Go through the records below and count every line containing "desert". Reply with the count alone.

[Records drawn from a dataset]
--------------------------------------------------

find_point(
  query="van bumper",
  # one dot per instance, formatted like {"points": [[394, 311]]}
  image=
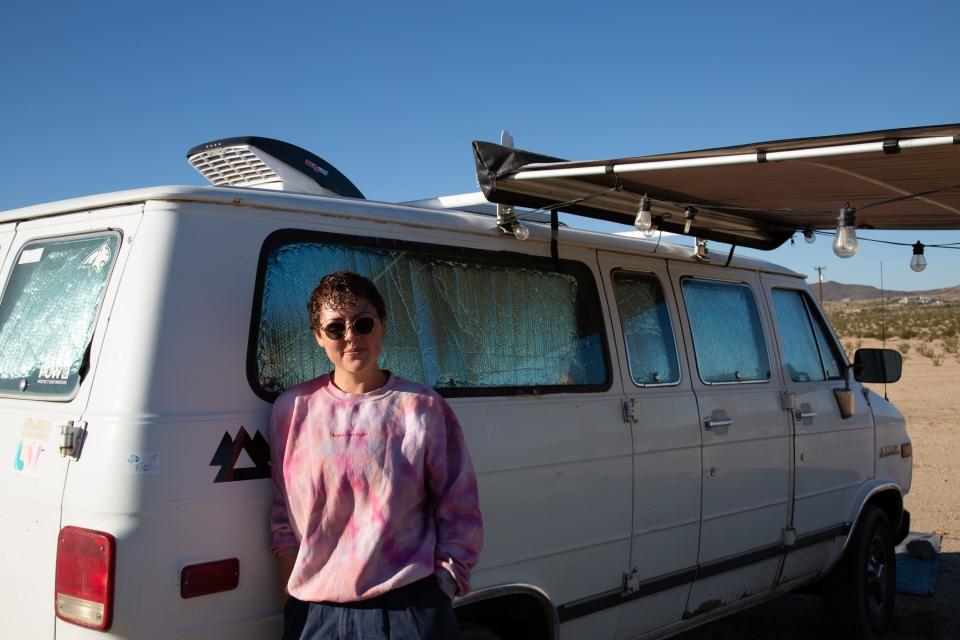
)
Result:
{"points": [[904, 528]]}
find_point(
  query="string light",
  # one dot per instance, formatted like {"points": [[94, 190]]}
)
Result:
{"points": [[918, 263], [644, 221], [654, 227], [845, 242]]}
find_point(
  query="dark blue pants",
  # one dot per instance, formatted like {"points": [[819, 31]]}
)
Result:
{"points": [[418, 611]]}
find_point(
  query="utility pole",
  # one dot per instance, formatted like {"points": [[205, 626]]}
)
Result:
{"points": [[820, 279]]}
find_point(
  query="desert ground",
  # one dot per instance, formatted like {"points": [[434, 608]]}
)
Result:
{"points": [[928, 394]]}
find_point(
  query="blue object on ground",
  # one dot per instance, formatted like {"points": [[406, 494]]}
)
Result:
{"points": [[918, 560]]}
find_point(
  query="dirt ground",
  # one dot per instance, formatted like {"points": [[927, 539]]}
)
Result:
{"points": [[929, 397]]}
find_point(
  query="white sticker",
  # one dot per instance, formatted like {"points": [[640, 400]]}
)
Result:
{"points": [[143, 463], [31, 256], [98, 259]]}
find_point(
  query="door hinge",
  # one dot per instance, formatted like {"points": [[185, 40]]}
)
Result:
{"points": [[72, 436], [788, 537], [789, 401]]}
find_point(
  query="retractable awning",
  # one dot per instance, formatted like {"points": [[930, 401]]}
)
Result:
{"points": [[755, 195]]}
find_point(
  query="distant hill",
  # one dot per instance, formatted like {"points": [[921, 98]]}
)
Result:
{"points": [[835, 291]]}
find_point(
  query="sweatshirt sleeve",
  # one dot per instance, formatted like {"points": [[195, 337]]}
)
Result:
{"points": [[452, 486], [283, 542]]}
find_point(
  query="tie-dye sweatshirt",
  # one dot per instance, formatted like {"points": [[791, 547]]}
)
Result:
{"points": [[372, 491]]}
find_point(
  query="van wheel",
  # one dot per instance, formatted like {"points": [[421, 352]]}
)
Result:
{"points": [[470, 631], [859, 594]]}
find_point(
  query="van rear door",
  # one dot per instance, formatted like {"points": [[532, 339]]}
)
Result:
{"points": [[59, 274]]}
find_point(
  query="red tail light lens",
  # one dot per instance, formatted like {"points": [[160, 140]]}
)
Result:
{"points": [[84, 584]]}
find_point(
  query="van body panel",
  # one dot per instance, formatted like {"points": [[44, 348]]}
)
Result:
{"points": [[32, 489]]}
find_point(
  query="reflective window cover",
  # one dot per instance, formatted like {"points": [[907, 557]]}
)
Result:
{"points": [[805, 344], [651, 350], [452, 322], [727, 334], [48, 311]]}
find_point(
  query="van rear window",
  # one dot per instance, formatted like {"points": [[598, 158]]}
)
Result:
{"points": [[48, 312], [465, 322]]}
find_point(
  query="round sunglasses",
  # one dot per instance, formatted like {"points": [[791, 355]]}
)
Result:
{"points": [[337, 329]]}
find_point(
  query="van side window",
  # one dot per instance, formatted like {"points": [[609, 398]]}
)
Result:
{"points": [[806, 347], [647, 333], [465, 322], [48, 312], [727, 334]]}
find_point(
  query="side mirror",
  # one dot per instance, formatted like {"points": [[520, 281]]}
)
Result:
{"points": [[877, 365]]}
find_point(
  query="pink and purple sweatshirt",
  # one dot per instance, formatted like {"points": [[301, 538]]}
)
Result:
{"points": [[372, 491]]}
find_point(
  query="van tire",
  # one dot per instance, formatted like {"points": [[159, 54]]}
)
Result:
{"points": [[470, 631], [859, 594]]}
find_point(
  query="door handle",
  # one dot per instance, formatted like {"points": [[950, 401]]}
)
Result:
{"points": [[713, 423]]}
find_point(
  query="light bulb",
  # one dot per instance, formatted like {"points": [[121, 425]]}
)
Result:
{"points": [[845, 242], [644, 221], [688, 215], [918, 263]]}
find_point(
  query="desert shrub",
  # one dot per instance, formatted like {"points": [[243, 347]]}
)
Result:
{"points": [[951, 344]]}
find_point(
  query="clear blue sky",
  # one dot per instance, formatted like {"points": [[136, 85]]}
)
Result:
{"points": [[104, 96]]}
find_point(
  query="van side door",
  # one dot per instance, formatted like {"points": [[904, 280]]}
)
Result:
{"points": [[833, 455], [745, 433], [661, 411]]}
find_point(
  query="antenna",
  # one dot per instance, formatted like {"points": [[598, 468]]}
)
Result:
{"points": [[883, 324]]}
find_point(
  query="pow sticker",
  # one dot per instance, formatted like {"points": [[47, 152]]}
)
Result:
{"points": [[98, 259], [242, 457]]}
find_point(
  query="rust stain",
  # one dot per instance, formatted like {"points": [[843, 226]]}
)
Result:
{"points": [[705, 607]]}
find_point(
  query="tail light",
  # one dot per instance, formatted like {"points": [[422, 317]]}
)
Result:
{"points": [[84, 583]]}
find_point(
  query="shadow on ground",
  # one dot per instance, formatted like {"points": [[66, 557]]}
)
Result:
{"points": [[801, 617]]}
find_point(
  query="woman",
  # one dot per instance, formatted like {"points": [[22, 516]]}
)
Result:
{"points": [[375, 519]]}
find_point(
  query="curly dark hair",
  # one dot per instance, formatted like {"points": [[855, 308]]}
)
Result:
{"points": [[342, 289]]}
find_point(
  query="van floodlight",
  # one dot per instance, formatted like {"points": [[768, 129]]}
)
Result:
{"points": [[265, 163]]}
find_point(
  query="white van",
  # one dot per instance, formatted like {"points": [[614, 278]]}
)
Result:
{"points": [[660, 438]]}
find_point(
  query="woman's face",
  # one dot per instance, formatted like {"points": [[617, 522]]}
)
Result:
{"points": [[354, 354]]}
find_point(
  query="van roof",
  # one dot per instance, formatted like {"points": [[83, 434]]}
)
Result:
{"points": [[398, 213]]}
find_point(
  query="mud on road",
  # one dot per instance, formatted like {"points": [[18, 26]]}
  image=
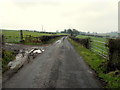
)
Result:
{"points": [[59, 67]]}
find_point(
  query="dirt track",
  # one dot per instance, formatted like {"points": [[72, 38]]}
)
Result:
{"points": [[59, 66]]}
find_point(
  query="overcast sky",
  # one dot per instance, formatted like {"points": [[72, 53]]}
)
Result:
{"points": [[84, 15]]}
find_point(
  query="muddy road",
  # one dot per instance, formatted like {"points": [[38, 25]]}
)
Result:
{"points": [[60, 66]]}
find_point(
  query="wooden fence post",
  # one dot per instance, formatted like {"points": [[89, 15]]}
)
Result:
{"points": [[21, 36]]}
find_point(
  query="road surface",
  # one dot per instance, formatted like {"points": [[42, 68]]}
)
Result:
{"points": [[60, 66]]}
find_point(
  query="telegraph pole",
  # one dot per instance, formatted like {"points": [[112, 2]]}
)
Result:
{"points": [[119, 19]]}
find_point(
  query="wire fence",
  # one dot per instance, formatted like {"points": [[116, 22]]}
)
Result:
{"points": [[100, 48]]}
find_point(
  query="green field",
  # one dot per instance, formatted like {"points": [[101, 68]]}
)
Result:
{"points": [[99, 65], [13, 36], [97, 44]]}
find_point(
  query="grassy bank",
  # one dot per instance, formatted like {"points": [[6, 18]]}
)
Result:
{"points": [[98, 64], [44, 43], [7, 56]]}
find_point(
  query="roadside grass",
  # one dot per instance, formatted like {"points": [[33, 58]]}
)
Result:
{"points": [[98, 64], [7, 56], [44, 43], [13, 36]]}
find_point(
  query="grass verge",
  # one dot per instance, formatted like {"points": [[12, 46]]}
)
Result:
{"points": [[98, 64], [7, 56], [43, 43]]}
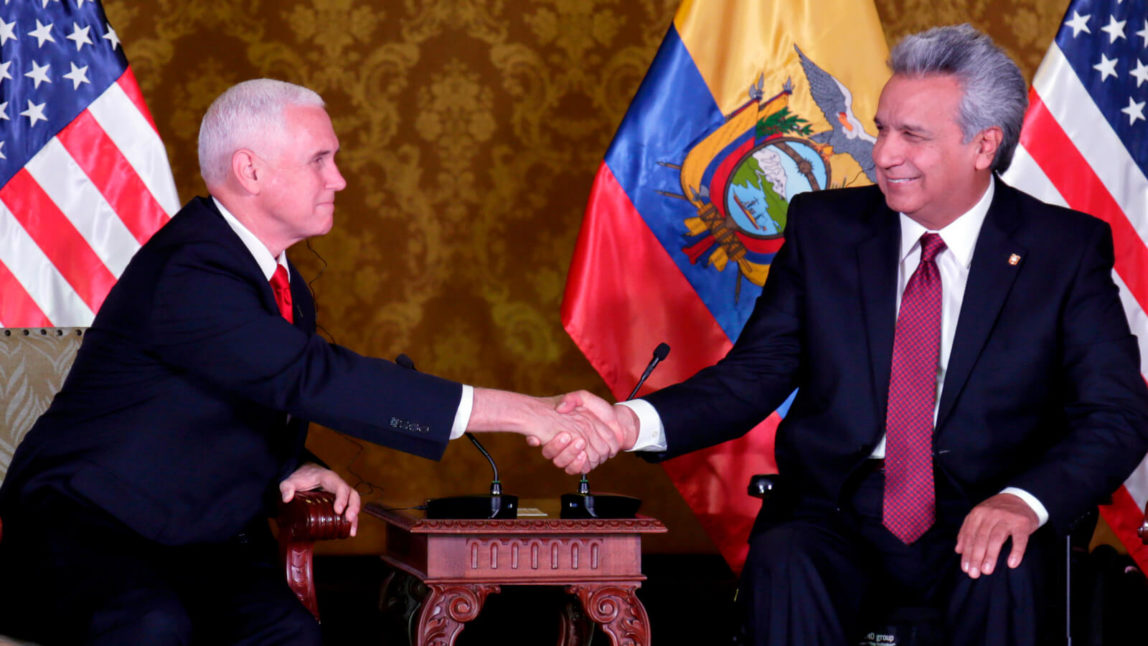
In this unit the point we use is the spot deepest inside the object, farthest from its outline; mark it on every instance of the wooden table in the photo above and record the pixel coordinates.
(463, 561)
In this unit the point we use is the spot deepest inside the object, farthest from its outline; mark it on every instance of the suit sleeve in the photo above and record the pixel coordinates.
(209, 320)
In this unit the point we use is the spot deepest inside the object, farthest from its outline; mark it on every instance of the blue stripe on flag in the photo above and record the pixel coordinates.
(1085, 51)
(672, 113)
(98, 60)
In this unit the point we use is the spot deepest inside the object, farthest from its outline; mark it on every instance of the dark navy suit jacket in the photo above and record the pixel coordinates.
(175, 415)
(1042, 389)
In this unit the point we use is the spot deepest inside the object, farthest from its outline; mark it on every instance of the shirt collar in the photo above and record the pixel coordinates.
(263, 257)
(960, 235)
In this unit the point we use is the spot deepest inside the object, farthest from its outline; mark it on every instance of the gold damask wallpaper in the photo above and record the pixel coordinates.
(471, 131)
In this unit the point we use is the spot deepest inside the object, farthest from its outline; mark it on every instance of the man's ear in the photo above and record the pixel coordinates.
(247, 170)
(989, 141)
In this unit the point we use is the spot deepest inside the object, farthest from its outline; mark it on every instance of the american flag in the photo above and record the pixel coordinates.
(1085, 145)
(84, 177)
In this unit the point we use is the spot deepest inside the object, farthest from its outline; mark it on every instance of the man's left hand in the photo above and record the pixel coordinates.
(986, 528)
(311, 476)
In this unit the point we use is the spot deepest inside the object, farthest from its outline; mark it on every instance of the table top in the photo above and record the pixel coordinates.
(535, 516)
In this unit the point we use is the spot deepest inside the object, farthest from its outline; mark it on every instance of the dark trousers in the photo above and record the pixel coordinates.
(75, 575)
(827, 576)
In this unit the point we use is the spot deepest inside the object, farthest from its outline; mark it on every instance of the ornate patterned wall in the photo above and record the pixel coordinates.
(471, 131)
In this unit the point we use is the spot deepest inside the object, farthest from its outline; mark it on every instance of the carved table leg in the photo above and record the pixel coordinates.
(575, 627)
(448, 607)
(617, 609)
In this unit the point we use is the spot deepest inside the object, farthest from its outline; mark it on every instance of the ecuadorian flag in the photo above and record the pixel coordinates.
(746, 103)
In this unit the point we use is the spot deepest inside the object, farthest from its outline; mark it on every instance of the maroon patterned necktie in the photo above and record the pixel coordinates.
(281, 288)
(909, 505)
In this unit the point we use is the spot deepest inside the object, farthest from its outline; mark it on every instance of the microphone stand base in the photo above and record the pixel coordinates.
(598, 506)
(479, 506)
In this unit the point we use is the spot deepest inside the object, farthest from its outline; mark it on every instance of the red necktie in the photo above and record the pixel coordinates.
(909, 505)
(281, 287)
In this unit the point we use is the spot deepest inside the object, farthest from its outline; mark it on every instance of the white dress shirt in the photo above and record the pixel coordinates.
(954, 261)
(268, 264)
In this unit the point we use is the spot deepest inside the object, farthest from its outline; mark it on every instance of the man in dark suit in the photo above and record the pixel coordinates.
(964, 375)
(134, 510)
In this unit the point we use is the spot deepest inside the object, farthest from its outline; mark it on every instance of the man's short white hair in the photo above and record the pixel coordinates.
(243, 116)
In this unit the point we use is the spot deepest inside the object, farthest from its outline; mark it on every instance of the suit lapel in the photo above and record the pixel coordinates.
(991, 277)
(877, 258)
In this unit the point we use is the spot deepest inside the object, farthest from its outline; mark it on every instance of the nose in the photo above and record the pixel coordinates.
(884, 152)
(335, 180)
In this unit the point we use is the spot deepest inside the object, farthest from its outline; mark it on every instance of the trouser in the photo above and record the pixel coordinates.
(825, 576)
(75, 575)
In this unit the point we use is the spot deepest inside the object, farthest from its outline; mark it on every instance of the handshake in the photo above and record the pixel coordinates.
(576, 432)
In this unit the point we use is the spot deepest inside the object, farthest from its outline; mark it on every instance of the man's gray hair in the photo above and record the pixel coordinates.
(994, 88)
(243, 116)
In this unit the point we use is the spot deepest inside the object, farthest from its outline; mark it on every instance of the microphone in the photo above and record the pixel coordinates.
(586, 505)
(659, 355)
(496, 505)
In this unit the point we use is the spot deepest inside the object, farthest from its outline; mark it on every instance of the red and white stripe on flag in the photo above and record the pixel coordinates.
(85, 177)
(1084, 146)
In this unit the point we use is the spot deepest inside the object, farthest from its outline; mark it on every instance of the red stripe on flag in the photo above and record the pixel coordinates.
(59, 240)
(1124, 516)
(625, 295)
(132, 90)
(1052, 149)
(17, 306)
(114, 176)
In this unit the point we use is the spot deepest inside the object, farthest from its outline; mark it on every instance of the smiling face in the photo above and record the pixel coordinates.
(300, 177)
(924, 168)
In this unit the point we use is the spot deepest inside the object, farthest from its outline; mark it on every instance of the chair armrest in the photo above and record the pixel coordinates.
(308, 518)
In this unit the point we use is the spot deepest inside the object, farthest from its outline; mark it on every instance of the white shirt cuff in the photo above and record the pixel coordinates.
(1032, 501)
(463, 415)
(651, 432)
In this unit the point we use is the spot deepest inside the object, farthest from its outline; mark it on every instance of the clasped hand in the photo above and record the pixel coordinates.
(590, 430)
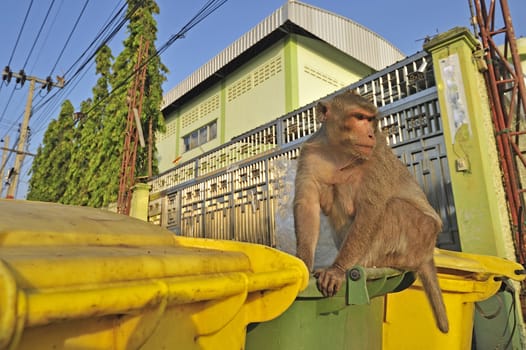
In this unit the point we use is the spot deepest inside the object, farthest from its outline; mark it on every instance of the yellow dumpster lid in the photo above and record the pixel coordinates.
(479, 267)
(104, 264)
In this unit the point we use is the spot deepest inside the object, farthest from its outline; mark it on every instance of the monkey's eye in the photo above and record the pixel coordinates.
(364, 117)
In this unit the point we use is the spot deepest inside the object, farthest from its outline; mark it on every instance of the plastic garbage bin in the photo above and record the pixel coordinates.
(82, 278)
(350, 320)
(464, 279)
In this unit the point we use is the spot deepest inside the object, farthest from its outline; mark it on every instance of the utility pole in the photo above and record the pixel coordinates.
(47, 84)
(4, 160)
(134, 135)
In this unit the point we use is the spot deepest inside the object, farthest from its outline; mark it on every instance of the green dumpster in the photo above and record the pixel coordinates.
(350, 320)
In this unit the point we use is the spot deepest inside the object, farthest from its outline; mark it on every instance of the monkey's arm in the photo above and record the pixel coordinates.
(306, 219)
(352, 251)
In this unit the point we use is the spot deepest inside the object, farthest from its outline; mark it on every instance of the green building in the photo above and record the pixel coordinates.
(293, 57)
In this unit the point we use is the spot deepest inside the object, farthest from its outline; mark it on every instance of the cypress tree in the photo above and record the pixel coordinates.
(52, 161)
(92, 149)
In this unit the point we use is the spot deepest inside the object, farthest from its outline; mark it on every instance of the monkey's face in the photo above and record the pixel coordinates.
(356, 132)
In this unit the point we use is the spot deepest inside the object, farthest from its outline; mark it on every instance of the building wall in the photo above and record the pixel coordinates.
(291, 73)
(322, 69)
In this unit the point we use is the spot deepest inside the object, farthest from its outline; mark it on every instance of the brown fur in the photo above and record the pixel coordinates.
(379, 212)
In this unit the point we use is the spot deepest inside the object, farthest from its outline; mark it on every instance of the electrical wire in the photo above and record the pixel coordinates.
(20, 32)
(38, 35)
(100, 40)
(69, 37)
(18, 39)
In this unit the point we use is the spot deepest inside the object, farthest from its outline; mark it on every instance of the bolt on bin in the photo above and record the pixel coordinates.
(464, 280)
(83, 278)
(352, 319)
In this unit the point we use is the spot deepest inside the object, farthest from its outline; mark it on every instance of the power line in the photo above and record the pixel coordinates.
(110, 25)
(38, 35)
(18, 40)
(20, 32)
(69, 37)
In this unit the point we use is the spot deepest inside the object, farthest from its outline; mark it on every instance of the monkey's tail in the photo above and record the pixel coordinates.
(428, 275)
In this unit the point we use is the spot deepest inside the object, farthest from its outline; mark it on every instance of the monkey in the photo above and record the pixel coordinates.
(380, 215)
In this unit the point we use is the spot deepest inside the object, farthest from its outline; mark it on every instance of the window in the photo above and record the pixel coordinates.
(200, 136)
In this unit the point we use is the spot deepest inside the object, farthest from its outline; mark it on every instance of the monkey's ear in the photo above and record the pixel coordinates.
(321, 112)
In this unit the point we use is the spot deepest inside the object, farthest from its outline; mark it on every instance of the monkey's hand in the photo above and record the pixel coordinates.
(330, 280)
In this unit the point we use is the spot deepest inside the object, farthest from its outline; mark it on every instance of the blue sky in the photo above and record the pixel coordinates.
(404, 23)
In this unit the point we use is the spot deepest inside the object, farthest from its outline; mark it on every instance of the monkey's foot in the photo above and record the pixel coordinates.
(330, 280)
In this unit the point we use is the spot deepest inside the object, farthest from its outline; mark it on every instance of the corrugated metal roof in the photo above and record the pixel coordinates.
(344, 34)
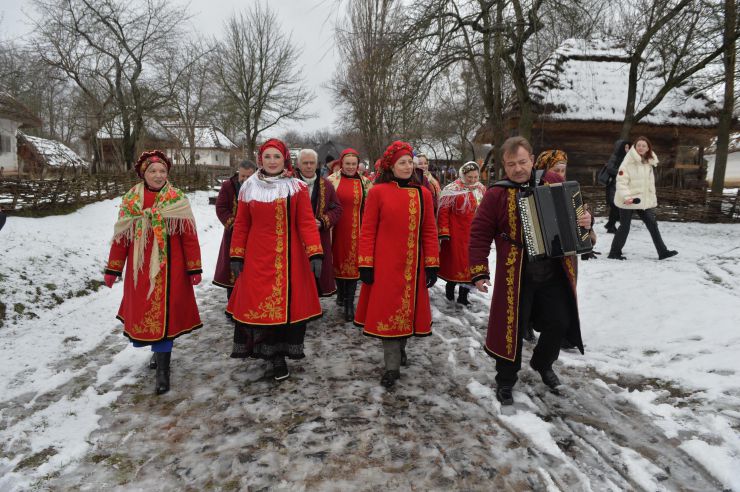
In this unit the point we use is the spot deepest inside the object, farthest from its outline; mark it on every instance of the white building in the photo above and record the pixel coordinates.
(13, 115)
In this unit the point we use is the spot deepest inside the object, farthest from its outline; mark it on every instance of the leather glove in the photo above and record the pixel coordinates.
(236, 267)
(367, 276)
(431, 276)
(316, 264)
(109, 280)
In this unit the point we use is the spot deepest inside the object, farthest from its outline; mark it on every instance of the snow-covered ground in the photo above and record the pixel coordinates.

--------------------------------------------------

* **Result of this exercise**
2